- **SELECTED TEXT**
A common, pragmatic pattern: a provisioned writer for predictable baseline write throughput, plus Serverless v2 readers that absorb read spikes. You can mix db.serverless and provisioned instances in the same cluster.

Step 3 — Failover behavior and tuning reconnection

When the writer fails (or you reboot it with failover), Aurora promotes a replica and repoints the cluster endpoint CNAME. Promotion tier (promotion_tier, 0–15) decides who wins: Aurora prefers the lowest-numbered tier, breaking ties by the replica largest in size so the new writer can handle the load. Pin your beefy replicas to tier 0 or 1 and keep tiny analytics nodes at tier 15 so they are never promoted into the writer role.

The database side of failover is fast. The slow part is almost always the client:

  1. DNS TTL. The cluster endpoint CNAME has a short TTL (around 5 seconds). JVMs that cache DNS forever are the classic offender — set networkaddress.cache.ttl to a low value or you will keep hammering the old IP.
  2. Connection pool validation. Configure your pool (HikariCP, pgbouncer, etc.) to test connections on borrow and evict dead ones quickly, instead of handing the app a half-open socket to the demoted instance.
  3. Use RDS Proxy. It absorbs the reconnect storm and pins clients to the new writer, which is the single biggest lever for shrinking application-observed failover time.

Trigger a controlled failover to a specific target:

aws rds failover-db-cluster \
  --db-cluster-identifier prod-app \
  --target-db-instance-identifier prod-app-1

Step 4 — Cross-region DR with Aurora Global Database

Multi-AZ protects you from instance and zone failure. It does nothing for a regional outage or a region-wide control-plane event. Aurora Global Database replicates from a primary region to up to five secondary regions using the storage layer’s dedicated replication infrastructure, with typical cross-region lag around one second and negligible impact on primary write performance.

resource "aws_rds_global_cluster" "global" {
  global_cluster_identifier = "prod-app-global"
  engine                    = "aurora-postgresql"
  engine_version            = "16.4"
}

# Primary regional cluster joins the global cluster
resource "aws_rds_cluster" "primary" {
  provider                  = aws.us_east_1
  cluster_identifier        = "prod-app-use1"
  global_cluster_identifier = aws_rds_global_cluster.global.id
  engine                    = aws_rds_global_cluster.global.engine
  engine_version            = aws_rds_global_cluster.global.engine_version
  # ...storage, subnets, security groups...

- **EXTRACTED DATA**
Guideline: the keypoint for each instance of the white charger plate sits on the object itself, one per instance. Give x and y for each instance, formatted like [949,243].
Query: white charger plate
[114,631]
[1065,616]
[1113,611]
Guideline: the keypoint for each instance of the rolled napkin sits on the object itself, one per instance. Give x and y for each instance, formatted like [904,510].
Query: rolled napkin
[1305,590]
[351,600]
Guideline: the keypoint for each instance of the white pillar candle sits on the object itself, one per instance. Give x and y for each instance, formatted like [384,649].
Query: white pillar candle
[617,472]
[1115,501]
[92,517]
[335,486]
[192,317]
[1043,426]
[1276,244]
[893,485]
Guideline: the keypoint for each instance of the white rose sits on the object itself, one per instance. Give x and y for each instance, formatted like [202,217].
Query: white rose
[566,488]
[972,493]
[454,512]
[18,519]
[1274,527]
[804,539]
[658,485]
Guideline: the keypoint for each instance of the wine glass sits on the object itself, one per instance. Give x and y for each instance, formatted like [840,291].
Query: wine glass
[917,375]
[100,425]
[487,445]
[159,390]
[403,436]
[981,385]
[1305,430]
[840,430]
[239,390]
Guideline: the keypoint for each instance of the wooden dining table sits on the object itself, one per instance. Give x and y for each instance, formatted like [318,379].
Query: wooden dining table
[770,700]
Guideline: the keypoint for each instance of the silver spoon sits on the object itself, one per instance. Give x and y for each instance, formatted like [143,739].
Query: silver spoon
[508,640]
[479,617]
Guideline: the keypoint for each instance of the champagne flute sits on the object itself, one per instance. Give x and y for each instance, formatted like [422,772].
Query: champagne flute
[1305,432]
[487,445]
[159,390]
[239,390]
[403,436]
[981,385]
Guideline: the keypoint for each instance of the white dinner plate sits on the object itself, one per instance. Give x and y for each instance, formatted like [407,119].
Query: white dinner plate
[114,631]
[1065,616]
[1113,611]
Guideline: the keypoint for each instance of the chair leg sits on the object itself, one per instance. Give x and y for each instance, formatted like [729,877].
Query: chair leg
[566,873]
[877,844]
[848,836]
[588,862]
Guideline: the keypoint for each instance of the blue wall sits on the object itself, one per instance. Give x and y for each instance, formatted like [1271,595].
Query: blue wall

- **TASK DETAILS**
Reproduce the portion of the Aurora text above starting at "When the writer" and ending at "the writer role.", keeping every character unchanged.

- **TASK SOLUTION**
When the writer fails (or you reboot it with failover), Aurora promotes a replica and repoints the cluster endpoint CNAME. Promotion tier (promotion_tier, 0–15) decides who wins: Aurora prefers the lowest-numbered tier, breaking ties by the replica largest in size so the new writer can handle the load. Pin your beefy replicas to tier 0 or 1 and keep tiny analytics nodes at tier 15 so they are never promoted into the writer role.